Terminamos a visita e descobrimos que o próximo ônibus que nos levaria do Santuário a estação do metrô demoraria muito. A distância era considerável, juntamente com o forte sol, não era nada recomendável a quem não estava lá em penitência descer aquela imensa colina. Como não havia táxis disponíveis, resolvemos arriscar e pedir uma carona.

Sem nenhuma cerimônia demos a mão para um carro. O motorista fez a gentileza de parar e se desculpar por não dar a carona, disse que estava indo na direção oposta. Desolados, mas atentos a outros carros ficamos no ponto do ônibus, qual não foi a nossa surpresa, quando após cerca de quinze minutos, o carro, ao qual o motorista se desculpara por não nos atender, parou convidando-nos a entrar. Disse que iria apenas “apanhar uma mulher” e então seguiria para nos levar à estação do metrô.

Depois descobrimos que a “mulher” que ele se referira era a mãe dele. Ela chegou ao seu destino e seguimos viagem com ele. O rapaz, que até então tinha se mantido calado, começou a falar do cotidiano, dando demonstrações de arrogância e individualismo, nada condizente com sua atitude, quando parou a primeira vez, para justificar-se por não nos atender, assim como haver retornado e oferecer a carona, como se fosse um compromisso próprio, e era. Fazendo um hiato no tom de sua fala até então, ele disse - nós temos a maior atenção com os peregrinos, tudo que pudemos fazer por eles, nós fazemos! 

A expressão dele provocou em mim um acesso de riso, quase incontrolável. Isso aliado ao medo que Jorge, meu companheiro, não se contivesse e revelasse que não éramos peregrinos e o rapaz tivesse a reação de nos deixar no meio do caminho.  Mas tanto Jorge, quanto eu, assumimos a postura certa, não revelamos que éramos apenas turistas, para evitar que acontecesse o ocorrido com Samuel, personagem do livro, A Cabeça do Santo, de Socorro Acioli, acima referido.

Samuel passou fome e sede, entre outras privações, ao longo da caminhada, saindo do Juazeiro do Norte, até Candeias, a fim de atender ao último pedido de sua mãe. Quase desfalecido, ele foi socorrido por uma família de peregrinos, que o deram de beber, amenizado o cansaço, quando então, ele revela não ser peregrino… Bem, o que aconteceu com Samuel, os curiosos terão que ler o livro e descobrir. O fato é que para nós, Samuel serviu de lição.

Leiam aqui as crônicas anteriores:
- Sétima: O Cariri que nos habita

2 comentários:

Ronaldo Rhusso disse...

SUAS INSTRUÇÕES —
Atualize o texto selecionado, começando em "Depois descobrimos que" e terminando em "eles, nós fazemos!", e reescreva esse trecho com "cotidiano" trocado por "dia a dia".

REGISTROS EXIBIDOS —
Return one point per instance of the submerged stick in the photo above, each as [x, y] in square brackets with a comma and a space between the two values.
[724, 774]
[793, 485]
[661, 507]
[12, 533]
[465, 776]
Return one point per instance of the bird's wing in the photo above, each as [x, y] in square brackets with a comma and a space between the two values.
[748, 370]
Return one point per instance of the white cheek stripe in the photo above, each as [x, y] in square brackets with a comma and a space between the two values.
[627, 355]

* * *

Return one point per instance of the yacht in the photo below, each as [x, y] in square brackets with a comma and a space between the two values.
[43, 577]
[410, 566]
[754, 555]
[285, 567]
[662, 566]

---

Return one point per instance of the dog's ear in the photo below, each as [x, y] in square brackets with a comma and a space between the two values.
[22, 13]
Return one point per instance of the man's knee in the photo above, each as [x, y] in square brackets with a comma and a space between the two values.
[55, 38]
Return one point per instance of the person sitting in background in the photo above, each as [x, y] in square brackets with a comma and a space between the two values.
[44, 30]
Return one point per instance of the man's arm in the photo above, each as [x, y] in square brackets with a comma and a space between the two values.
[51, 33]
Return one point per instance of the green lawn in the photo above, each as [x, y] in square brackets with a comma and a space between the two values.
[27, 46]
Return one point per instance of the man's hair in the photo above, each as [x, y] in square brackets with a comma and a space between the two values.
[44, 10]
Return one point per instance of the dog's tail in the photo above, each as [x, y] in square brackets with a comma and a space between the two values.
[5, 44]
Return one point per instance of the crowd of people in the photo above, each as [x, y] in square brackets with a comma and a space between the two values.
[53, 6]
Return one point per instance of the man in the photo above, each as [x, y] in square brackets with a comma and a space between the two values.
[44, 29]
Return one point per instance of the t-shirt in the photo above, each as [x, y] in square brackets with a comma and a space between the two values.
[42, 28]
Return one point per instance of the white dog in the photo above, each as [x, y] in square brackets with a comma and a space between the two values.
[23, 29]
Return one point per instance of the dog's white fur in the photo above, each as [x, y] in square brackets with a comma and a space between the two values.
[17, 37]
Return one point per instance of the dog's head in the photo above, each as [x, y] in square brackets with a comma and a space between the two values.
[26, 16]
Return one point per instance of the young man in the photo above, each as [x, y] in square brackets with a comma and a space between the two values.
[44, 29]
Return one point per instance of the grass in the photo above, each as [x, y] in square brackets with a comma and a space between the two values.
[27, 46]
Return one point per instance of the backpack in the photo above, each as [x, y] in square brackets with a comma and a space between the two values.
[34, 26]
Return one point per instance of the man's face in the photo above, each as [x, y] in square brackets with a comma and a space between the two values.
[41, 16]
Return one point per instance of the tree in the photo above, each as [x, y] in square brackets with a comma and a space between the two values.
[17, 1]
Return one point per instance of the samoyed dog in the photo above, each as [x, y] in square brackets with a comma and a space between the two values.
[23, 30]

SOLUÇÃO DA TAREFA —
Depois descobrimos que a “mulher” que ele se referira era a mãe dele. Ela chegou ao seu destino e seguimos viagem com ele. O rapaz, que até então tinha se mantido calado, começou a falar do dia a dia, dando demonstrações de arrogância e individualismo, nada condizente com sua atitude, quando parou a primeira vez, para justificar-se por não nos atender, assim como haver retornado e oferecer a carona, como se fosse um compromisso próprio, e era. Fazendo um hiato no tom de sua fala até então, ele disse - nós temos a maior atenção com os peregrinos, tudo que pudemos fazer por eles, nós fazemos!